AIM
Reproduce every line of the records below, including the requests. Multiply each coordinate in the answers by 0.25 and round it to a whole number, with halves rounded up. Omit the pictures from your answer.

::: LISTED ENTRIES

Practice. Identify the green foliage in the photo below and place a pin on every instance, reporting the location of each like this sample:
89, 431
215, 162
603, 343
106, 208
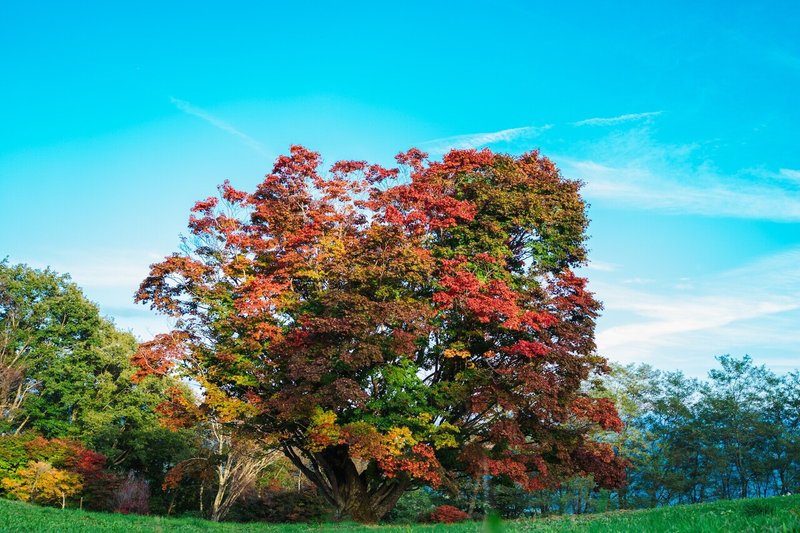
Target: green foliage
735, 435
411, 506
719, 517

::::::

REPLY
Practice. Identify the green foliage in the photo below and place a pin on every instance, reporting the location of each like this sample:
89, 431
215, 162
603, 343
106, 208
Target: green foliage
184, 109
103, 127
180, 129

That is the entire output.